## Required work
Convert the rows from the line containing "find the wing" up to and including the line containing "325, 137, 455, 185" into a JSON list of strings, with one string per line and blank lines omitted.

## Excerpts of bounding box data
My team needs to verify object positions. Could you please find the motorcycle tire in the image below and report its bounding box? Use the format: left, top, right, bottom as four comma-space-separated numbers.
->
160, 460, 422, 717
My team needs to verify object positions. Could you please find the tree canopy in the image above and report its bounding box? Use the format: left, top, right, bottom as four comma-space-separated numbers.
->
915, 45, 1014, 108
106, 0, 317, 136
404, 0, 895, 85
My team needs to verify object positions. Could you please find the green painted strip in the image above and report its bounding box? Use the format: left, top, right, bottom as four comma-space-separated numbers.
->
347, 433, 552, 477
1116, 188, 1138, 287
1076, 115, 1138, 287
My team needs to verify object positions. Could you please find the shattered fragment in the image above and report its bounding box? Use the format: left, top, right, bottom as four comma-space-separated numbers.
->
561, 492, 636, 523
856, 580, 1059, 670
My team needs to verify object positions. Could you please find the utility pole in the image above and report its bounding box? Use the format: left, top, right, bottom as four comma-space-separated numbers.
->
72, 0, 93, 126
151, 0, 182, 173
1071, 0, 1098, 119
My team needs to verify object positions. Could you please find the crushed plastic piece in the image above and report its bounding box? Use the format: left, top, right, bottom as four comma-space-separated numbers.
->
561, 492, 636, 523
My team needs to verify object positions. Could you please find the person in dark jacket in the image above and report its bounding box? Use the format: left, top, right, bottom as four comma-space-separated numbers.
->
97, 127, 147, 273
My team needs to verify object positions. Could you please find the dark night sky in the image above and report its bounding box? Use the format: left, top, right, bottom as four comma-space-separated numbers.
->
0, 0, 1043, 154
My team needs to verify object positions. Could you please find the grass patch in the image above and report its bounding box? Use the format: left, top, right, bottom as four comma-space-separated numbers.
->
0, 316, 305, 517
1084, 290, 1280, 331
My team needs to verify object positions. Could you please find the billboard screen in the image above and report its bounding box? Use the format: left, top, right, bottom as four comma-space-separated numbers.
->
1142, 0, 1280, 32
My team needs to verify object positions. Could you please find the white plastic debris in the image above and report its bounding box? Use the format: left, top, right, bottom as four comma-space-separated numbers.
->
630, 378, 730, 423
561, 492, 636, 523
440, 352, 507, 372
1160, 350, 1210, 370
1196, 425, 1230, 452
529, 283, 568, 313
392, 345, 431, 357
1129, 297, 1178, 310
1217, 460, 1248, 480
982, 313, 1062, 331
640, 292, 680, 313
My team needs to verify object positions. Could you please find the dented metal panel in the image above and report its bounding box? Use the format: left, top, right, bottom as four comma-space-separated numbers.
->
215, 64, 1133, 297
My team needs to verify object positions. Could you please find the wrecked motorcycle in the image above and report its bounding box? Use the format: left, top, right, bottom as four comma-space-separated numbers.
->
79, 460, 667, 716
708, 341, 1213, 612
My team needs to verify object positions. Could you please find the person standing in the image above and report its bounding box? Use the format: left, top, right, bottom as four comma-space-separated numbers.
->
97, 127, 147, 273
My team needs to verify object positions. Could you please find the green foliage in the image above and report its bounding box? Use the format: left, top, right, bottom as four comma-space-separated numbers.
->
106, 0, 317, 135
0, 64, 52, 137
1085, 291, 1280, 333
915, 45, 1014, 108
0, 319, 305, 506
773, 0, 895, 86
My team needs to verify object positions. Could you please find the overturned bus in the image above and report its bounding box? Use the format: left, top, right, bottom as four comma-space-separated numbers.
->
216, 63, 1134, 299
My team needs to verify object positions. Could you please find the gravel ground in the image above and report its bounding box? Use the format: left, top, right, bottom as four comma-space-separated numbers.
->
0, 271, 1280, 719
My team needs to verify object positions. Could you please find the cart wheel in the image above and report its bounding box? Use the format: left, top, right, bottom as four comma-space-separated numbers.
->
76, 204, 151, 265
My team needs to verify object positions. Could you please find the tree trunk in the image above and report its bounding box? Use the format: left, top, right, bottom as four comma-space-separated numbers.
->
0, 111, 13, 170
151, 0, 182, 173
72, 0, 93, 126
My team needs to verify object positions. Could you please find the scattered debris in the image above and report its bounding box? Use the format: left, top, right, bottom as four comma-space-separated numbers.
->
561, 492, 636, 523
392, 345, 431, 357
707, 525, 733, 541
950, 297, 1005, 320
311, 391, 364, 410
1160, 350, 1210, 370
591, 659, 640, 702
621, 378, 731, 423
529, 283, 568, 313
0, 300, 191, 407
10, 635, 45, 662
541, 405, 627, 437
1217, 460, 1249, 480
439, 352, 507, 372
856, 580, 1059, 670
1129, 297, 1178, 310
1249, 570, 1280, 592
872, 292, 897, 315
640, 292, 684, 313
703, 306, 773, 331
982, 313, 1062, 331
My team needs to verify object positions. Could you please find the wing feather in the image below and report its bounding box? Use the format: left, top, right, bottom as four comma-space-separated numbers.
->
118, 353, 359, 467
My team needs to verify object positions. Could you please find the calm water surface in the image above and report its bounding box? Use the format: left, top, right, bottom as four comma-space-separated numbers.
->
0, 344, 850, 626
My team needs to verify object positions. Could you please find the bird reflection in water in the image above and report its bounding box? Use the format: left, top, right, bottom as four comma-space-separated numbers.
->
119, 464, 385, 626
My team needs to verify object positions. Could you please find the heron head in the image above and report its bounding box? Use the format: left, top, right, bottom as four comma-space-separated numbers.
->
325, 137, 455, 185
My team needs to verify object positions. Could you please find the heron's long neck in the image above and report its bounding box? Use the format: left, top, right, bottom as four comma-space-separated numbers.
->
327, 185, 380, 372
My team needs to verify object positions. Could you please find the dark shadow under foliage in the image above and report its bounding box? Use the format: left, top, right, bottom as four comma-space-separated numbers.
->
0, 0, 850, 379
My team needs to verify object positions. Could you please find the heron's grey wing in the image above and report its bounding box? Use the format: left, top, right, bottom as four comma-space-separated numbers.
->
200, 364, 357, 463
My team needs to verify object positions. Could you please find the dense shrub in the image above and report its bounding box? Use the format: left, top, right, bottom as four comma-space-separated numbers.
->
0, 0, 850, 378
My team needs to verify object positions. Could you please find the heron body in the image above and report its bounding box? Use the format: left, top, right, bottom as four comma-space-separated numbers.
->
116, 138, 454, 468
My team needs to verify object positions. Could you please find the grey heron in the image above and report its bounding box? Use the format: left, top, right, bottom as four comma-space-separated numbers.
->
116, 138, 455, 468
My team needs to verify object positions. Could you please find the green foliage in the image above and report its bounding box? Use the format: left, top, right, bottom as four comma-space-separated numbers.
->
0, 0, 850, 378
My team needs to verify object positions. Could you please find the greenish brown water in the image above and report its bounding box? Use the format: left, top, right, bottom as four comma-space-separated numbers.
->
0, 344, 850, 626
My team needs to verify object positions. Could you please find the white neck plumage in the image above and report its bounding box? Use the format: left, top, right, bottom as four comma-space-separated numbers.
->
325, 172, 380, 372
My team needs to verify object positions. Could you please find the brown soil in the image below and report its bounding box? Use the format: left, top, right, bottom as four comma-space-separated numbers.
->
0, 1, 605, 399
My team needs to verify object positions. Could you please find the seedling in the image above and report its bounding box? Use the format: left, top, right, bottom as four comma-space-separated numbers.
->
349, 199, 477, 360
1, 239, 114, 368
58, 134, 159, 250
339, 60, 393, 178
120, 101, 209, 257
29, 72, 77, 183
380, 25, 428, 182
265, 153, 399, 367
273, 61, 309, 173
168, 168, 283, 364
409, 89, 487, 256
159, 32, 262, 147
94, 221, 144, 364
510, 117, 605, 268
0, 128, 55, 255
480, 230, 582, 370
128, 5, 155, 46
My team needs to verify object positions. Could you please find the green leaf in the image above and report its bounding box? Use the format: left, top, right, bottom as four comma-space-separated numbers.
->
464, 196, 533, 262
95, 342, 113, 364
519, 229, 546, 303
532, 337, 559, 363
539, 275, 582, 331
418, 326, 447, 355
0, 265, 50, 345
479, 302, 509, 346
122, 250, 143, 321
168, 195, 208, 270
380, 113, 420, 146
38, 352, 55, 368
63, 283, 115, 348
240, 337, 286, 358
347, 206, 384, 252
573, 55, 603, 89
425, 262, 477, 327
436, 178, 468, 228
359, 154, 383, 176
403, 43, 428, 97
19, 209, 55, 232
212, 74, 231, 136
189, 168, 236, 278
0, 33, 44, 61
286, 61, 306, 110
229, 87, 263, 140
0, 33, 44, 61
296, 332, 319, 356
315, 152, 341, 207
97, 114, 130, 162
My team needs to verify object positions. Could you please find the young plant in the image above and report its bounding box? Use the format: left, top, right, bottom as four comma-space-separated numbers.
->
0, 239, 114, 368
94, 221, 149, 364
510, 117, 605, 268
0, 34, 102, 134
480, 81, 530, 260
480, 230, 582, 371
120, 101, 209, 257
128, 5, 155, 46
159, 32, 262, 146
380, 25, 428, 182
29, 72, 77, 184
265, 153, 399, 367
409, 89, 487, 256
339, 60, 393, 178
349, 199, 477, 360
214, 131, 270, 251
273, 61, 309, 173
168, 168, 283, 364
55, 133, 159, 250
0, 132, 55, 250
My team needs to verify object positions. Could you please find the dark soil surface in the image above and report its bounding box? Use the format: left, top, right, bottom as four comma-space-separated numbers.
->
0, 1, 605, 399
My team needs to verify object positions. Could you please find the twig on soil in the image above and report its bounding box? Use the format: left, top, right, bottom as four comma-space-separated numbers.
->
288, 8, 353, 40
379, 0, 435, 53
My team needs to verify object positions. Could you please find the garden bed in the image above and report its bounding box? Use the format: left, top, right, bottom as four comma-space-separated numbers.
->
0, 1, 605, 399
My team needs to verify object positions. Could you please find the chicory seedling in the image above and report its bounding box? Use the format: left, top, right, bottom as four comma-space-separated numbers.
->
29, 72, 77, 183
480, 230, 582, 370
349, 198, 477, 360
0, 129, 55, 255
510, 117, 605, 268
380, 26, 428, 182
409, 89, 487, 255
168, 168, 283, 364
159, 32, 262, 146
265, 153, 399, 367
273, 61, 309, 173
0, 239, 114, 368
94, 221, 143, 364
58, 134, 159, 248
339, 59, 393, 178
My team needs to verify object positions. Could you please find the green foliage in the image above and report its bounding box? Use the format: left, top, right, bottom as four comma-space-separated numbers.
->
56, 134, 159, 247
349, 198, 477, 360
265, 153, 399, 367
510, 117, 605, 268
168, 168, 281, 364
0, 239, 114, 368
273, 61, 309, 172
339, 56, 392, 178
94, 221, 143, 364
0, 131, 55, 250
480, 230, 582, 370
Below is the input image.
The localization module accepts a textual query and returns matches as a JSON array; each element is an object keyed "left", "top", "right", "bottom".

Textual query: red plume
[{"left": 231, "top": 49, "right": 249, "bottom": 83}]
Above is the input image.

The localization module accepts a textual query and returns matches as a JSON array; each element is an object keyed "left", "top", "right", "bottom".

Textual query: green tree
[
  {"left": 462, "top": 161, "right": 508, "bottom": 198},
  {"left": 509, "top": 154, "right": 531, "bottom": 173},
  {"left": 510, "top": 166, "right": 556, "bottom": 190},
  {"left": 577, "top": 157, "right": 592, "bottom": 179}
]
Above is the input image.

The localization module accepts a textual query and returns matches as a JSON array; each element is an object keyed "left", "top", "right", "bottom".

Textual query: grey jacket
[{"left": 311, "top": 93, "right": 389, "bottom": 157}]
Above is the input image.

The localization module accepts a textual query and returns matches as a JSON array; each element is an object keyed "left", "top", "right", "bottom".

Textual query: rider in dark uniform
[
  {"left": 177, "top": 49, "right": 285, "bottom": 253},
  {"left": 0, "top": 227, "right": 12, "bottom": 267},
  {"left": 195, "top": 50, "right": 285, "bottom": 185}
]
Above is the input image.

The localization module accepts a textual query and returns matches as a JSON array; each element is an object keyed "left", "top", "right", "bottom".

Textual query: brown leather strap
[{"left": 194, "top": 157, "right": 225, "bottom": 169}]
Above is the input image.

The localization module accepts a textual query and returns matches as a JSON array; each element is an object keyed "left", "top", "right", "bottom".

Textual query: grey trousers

## Task solution
[
  "My team needs to verify object positions. Could you please find the wing feather in the image below and report its bounding box? Use the format: left, top, right, bottom as four comma-space-separated numbers.",
  "->",
  "118, 353, 359, 467",
  "My team needs to verify object positions. Could you please find the calm water surface in the image above and report its bounding box? Use the format: left, top, right, bottom as four comma-space-separated numbers.",
  "->",
  "0, 344, 850, 626",
  "My team needs to verify object positions. Could you please find the bird reflection in water in the image above and report its bounding box? Use the format: left, top, right, bottom as four comma-space-separated numbers.",
  "->",
  "119, 464, 385, 626",
  "My team needs to verify object positions. Could you please find the heron head in the image above and report its bounding box? Use the format: left, top, right, bottom as four comma-space-separated numbers.",
  "->",
  "325, 137, 455, 185"
]